◆ **Stated problem**
Count the lines of the data below that contain the string "orange", treating case as significant. Reply with the number alone.

───── Material provided ─────

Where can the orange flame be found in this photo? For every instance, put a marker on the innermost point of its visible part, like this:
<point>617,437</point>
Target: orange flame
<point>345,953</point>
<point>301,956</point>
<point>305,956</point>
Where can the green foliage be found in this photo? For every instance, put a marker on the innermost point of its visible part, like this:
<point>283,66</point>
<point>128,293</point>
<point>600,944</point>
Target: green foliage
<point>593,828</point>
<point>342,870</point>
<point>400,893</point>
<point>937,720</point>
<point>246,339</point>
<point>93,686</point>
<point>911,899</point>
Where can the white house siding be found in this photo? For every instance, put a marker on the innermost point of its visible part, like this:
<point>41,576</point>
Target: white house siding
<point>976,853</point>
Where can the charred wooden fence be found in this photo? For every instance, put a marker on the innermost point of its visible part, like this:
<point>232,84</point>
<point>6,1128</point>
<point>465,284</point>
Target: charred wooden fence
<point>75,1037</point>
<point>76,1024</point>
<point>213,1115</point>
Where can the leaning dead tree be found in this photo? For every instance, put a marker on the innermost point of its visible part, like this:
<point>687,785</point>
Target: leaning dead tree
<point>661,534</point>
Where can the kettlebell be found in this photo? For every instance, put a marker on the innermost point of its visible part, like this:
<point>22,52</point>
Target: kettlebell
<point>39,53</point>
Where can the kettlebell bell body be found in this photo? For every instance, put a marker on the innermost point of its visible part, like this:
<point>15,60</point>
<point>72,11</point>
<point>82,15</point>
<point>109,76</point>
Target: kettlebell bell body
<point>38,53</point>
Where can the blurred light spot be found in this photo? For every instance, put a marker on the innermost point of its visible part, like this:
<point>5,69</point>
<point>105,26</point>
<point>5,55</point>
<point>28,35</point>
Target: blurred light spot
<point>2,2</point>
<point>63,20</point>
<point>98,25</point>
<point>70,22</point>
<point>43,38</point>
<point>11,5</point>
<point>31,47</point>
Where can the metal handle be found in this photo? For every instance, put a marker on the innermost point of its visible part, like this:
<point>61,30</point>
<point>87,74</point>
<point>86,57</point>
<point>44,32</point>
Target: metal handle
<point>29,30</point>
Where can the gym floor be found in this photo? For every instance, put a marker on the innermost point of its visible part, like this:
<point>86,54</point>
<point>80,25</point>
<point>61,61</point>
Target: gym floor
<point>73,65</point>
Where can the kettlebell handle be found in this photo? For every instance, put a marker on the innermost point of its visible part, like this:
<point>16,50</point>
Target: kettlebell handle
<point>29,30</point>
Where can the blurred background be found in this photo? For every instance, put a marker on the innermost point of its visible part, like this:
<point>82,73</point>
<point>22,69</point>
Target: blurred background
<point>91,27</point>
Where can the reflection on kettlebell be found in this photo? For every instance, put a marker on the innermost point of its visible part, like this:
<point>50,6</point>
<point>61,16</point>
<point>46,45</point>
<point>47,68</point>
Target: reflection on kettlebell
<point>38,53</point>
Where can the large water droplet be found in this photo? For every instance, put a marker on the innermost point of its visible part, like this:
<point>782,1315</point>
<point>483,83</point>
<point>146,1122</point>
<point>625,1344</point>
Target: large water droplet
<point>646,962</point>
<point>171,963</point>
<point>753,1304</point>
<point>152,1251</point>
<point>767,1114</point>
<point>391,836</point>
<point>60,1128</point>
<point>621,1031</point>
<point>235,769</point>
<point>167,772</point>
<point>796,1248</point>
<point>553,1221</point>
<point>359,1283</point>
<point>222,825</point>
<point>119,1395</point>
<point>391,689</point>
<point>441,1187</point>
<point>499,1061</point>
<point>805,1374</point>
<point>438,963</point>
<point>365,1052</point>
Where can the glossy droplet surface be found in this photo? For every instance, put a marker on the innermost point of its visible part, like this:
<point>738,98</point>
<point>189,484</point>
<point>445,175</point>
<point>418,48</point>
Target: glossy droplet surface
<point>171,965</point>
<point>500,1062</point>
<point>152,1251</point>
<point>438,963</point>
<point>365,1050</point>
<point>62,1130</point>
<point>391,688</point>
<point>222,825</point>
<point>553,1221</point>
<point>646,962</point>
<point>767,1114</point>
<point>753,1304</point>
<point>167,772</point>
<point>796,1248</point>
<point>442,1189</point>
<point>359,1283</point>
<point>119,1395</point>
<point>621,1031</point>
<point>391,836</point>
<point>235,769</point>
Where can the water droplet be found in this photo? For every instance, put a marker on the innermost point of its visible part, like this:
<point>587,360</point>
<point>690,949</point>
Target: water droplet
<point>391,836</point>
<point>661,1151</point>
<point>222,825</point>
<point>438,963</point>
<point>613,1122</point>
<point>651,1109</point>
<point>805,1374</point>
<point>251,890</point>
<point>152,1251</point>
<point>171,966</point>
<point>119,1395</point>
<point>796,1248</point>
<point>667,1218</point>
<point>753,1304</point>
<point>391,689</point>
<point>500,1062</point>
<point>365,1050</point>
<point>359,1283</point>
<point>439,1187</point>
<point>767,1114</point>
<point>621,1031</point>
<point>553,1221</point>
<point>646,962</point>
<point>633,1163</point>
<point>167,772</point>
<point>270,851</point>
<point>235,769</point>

─────

◆ **Solution below**
2